Start of Input data
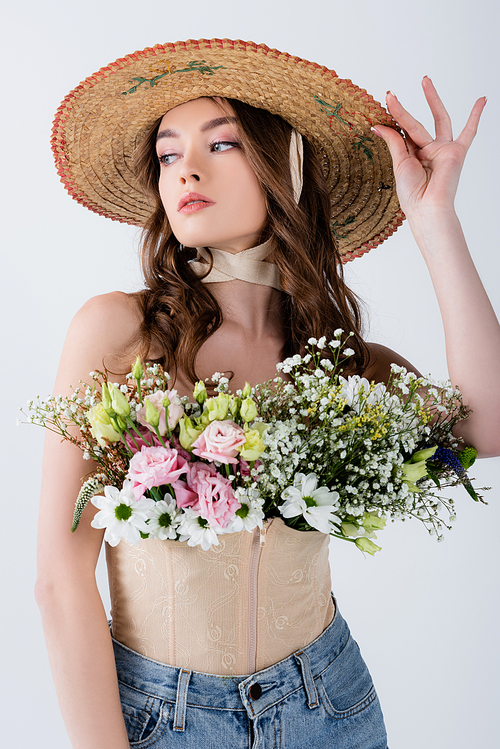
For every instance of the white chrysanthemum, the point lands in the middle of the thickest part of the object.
(195, 530)
(250, 515)
(164, 520)
(356, 391)
(121, 514)
(315, 504)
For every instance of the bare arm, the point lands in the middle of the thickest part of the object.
(427, 171)
(74, 620)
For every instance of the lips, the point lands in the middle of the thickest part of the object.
(193, 201)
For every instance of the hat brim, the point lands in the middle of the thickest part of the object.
(99, 124)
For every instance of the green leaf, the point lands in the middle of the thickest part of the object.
(433, 475)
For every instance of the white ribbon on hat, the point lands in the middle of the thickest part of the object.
(247, 266)
(296, 163)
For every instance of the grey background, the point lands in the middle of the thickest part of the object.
(425, 614)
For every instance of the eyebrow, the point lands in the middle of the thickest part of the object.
(206, 126)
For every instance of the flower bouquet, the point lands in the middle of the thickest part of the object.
(325, 452)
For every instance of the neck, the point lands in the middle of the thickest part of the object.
(253, 308)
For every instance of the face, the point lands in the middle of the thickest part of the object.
(210, 193)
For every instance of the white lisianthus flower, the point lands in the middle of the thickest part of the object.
(164, 520)
(196, 531)
(315, 504)
(121, 514)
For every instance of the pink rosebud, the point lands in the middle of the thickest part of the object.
(220, 441)
(186, 492)
(175, 410)
(154, 466)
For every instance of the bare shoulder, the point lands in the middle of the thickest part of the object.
(115, 316)
(379, 364)
(102, 335)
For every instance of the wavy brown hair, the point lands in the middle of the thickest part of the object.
(180, 313)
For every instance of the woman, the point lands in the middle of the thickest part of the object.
(221, 181)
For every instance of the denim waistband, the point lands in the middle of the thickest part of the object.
(253, 694)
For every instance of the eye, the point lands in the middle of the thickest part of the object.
(223, 145)
(167, 158)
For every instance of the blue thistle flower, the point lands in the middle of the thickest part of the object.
(449, 458)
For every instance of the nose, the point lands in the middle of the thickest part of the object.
(191, 168)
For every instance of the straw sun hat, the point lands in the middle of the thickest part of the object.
(99, 124)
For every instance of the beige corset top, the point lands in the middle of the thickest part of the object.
(235, 609)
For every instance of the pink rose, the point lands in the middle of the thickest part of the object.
(175, 410)
(220, 441)
(186, 492)
(215, 497)
(154, 466)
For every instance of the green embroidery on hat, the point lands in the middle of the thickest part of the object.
(333, 112)
(199, 66)
(335, 225)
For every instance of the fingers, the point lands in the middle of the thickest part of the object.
(441, 117)
(468, 133)
(395, 143)
(409, 124)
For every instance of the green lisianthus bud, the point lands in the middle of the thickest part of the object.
(103, 428)
(200, 392)
(247, 390)
(152, 414)
(119, 402)
(248, 410)
(365, 544)
(253, 447)
(414, 471)
(188, 432)
(235, 407)
(137, 370)
(106, 398)
(424, 454)
(467, 457)
(372, 522)
(120, 422)
(216, 409)
(349, 529)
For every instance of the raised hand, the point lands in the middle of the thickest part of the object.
(427, 169)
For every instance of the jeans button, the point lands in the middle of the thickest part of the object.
(255, 691)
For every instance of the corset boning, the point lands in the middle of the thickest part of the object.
(235, 609)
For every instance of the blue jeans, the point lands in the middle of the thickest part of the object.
(321, 696)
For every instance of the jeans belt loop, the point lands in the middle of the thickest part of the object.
(307, 678)
(181, 700)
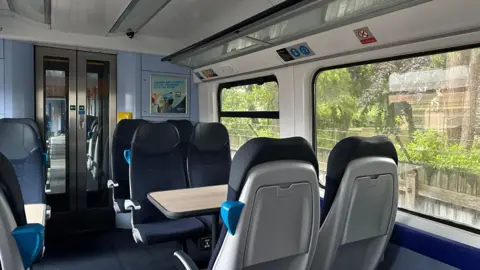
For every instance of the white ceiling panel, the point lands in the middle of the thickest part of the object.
(4, 5)
(93, 17)
(193, 20)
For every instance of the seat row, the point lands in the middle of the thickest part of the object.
(148, 157)
(273, 218)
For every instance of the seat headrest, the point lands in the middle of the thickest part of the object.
(352, 148)
(210, 136)
(126, 128)
(262, 150)
(11, 190)
(185, 129)
(155, 138)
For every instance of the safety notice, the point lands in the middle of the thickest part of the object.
(364, 35)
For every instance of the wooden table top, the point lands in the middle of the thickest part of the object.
(35, 213)
(182, 203)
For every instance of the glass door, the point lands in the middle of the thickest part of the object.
(97, 103)
(76, 111)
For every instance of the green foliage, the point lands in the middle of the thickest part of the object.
(355, 101)
(434, 149)
(250, 98)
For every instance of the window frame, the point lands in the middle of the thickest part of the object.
(382, 60)
(245, 114)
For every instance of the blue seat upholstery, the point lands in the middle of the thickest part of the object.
(209, 158)
(122, 138)
(156, 165)
(185, 129)
(11, 190)
(20, 144)
(276, 180)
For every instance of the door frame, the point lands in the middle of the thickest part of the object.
(78, 217)
(71, 55)
(82, 58)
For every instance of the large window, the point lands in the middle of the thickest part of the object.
(429, 107)
(249, 109)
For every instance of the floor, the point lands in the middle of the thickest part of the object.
(111, 250)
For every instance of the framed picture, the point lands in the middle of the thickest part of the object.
(168, 94)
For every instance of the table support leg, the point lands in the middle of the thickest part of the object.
(214, 230)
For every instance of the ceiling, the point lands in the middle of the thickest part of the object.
(179, 22)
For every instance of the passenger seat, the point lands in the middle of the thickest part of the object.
(156, 165)
(272, 211)
(360, 204)
(185, 129)
(209, 158)
(20, 144)
(21, 242)
(122, 138)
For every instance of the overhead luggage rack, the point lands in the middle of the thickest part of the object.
(282, 23)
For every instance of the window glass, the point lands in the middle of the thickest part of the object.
(429, 107)
(252, 97)
(249, 110)
(242, 130)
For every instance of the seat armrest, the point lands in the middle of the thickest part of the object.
(48, 212)
(112, 184)
(132, 205)
(187, 262)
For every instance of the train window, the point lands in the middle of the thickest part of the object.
(429, 106)
(249, 109)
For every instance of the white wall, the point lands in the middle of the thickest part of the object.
(17, 87)
(133, 85)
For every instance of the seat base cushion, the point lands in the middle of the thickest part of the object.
(168, 230)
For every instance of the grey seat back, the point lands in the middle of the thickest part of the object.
(276, 180)
(360, 204)
(20, 144)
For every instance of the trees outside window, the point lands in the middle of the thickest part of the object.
(249, 109)
(429, 107)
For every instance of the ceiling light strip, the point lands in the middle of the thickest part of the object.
(47, 5)
(131, 6)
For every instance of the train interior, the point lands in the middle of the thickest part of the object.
(239, 134)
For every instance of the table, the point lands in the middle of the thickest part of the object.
(35, 213)
(191, 202)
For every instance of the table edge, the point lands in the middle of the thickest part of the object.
(183, 214)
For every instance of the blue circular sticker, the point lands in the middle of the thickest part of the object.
(305, 50)
(294, 52)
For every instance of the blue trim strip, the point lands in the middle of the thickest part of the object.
(436, 247)
(44, 158)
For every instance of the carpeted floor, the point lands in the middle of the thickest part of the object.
(110, 251)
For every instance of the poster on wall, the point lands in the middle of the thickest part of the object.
(168, 94)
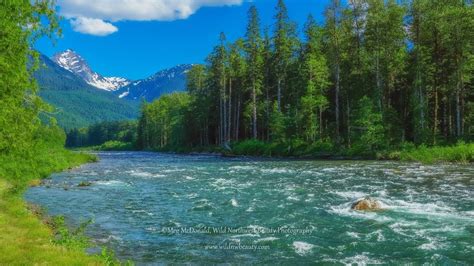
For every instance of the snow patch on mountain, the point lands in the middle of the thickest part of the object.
(74, 63)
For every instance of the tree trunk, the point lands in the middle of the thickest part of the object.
(338, 70)
(435, 120)
(237, 127)
(229, 120)
(279, 96)
(254, 111)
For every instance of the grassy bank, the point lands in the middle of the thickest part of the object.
(24, 238)
(461, 153)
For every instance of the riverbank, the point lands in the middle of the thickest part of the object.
(459, 153)
(24, 238)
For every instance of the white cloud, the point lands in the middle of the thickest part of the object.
(92, 26)
(83, 11)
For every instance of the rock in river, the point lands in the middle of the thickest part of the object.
(366, 204)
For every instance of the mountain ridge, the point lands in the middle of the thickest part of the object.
(73, 62)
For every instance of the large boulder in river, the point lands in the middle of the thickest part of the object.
(366, 204)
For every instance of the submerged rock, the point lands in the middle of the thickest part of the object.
(366, 204)
(84, 184)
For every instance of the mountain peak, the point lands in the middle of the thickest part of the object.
(73, 62)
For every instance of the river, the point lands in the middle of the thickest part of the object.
(165, 208)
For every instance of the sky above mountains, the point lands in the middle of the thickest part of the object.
(134, 39)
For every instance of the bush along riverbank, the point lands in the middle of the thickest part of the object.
(457, 153)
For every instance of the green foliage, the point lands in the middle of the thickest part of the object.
(98, 134)
(357, 85)
(114, 145)
(461, 152)
(162, 122)
(369, 132)
(250, 147)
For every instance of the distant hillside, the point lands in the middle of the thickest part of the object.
(163, 82)
(73, 62)
(77, 103)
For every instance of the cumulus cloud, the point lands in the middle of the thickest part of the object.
(92, 26)
(82, 12)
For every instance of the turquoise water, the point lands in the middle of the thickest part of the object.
(162, 208)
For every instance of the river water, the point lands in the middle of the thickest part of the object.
(164, 208)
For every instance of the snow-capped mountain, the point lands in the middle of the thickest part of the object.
(165, 81)
(74, 63)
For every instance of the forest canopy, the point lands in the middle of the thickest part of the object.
(374, 75)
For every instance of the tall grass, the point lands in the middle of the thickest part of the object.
(24, 239)
(461, 153)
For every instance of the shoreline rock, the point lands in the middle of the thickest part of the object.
(366, 204)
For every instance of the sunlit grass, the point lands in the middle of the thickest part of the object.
(24, 238)
(461, 153)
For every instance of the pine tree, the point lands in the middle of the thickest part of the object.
(316, 75)
(254, 56)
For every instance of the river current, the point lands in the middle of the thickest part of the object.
(164, 208)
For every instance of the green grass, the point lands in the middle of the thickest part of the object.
(460, 153)
(24, 238)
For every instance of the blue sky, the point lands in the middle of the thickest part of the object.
(136, 49)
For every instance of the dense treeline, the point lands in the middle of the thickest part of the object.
(375, 74)
(29, 148)
(98, 134)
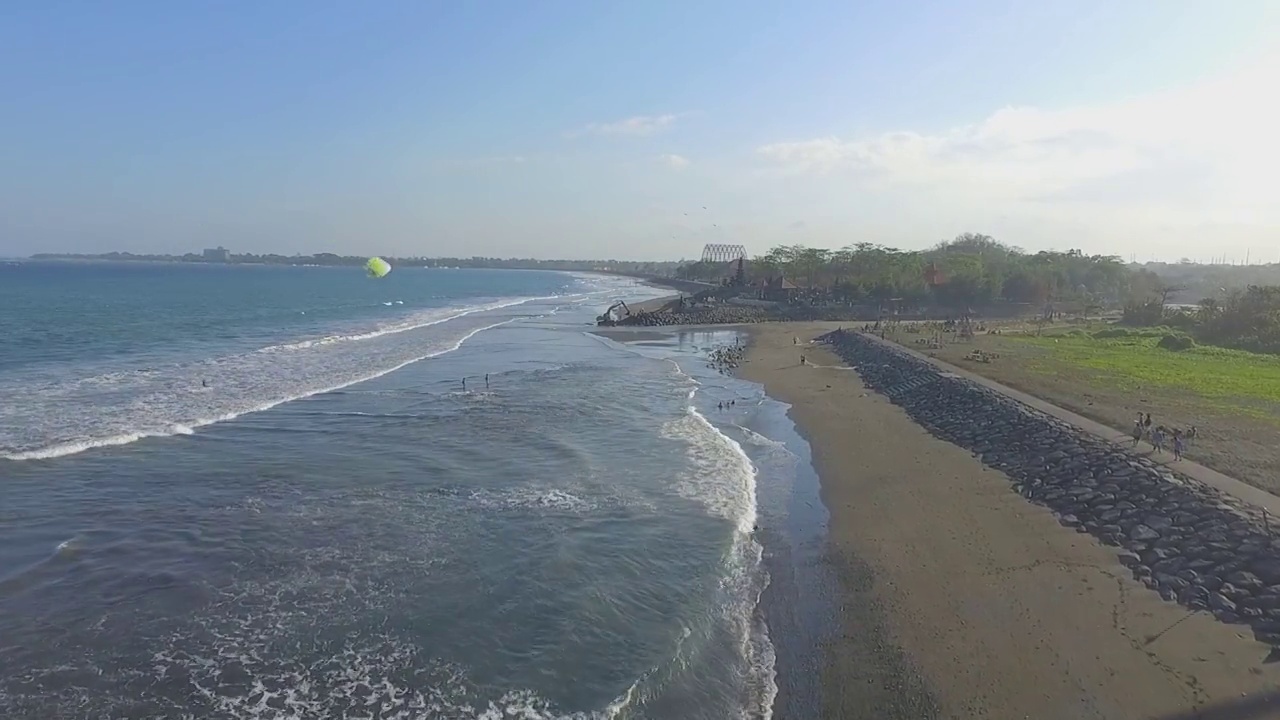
End of Input data
• Work instructions: Take the lines from the one holding "For every instance of the sunlit" through the last line of the data above and copy them exactly, both ends included, omitting all pictures.

• Result:
For every instance of the sunlit grass, the point lands in the middle of the thickest part of the object.
(24, 238)
(461, 153)
For every instance of the pine tree, the point lands in the middle of the thickest part of the object.
(316, 75)
(254, 56)
For every instance of the river current, the point lands in the middle of the thickest part of the object.
(164, 208)
For every instance of the green grass, the point lands in the middle of the thickest part of the object.
(460, 153)
(24, 238)
For every instance of the blue sky, the point lands in the middle of the thickest part of the object.
(136, 49)
For every instance of the dense treeline, the point lands in the middle of the thickest part of the object.
(375, 74)
(29, 148)
(98, 134)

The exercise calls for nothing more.